Records of labeled points:

start

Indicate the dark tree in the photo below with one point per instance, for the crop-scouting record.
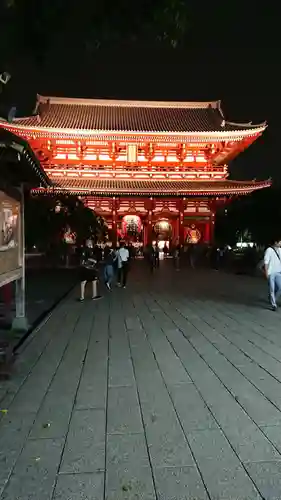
(48, 218)
(258, 216)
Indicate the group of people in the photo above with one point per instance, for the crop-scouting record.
(115, 263)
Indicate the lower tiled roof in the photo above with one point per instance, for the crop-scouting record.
(152, 187)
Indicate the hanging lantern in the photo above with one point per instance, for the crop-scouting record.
(193, 235)
(162, 227)
(131, 225)
(58, 207)
(69, 237)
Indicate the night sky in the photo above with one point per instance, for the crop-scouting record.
(230, 52)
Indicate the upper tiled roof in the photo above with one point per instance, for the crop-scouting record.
(129, 116)
(157, 187)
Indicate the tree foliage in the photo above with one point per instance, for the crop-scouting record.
(38, 26)
(258, 215)
(45, 225)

end

*Stated goal*:
Present the material above as a numbered list, omitting any blank lines and excluding the pictures.

*Expected answer*:
1. Indicate the dark tree in the photo below with one point per instance, for the crop-scouting record.
2. (48, 218)
3. (258, 216)
4. Indicate the group of people in the photo above with one point per instance, for the crop-scouting record.
5. (115, 263)
6. Indicate the lower tiled roof in the photo above with one point per instance, for the crop-scouting record.
7. (152, 187)
8. Indicate the hanging lantern in the photo above with one point per instance, for the crop-scouting record.
9. (193, 235)
10. (162, 227)
11. (131, 225)
12. (58, 207)
13. (69, 237)
14. Indicate the night sky in the photo above with one point per instance, for the crop-scouting record.
15. (230, 52)
16. Indicate the upper tiled roof in the photo above with one point per instance, for the crop-scouting record.
17. (129, 116)
18. (157, 187)
19. Indicate the tree foliage in the photo above with one point per instance, for the crop-scouting record.
20. (38, 26)
21. (258, 215)
22. (45, 225)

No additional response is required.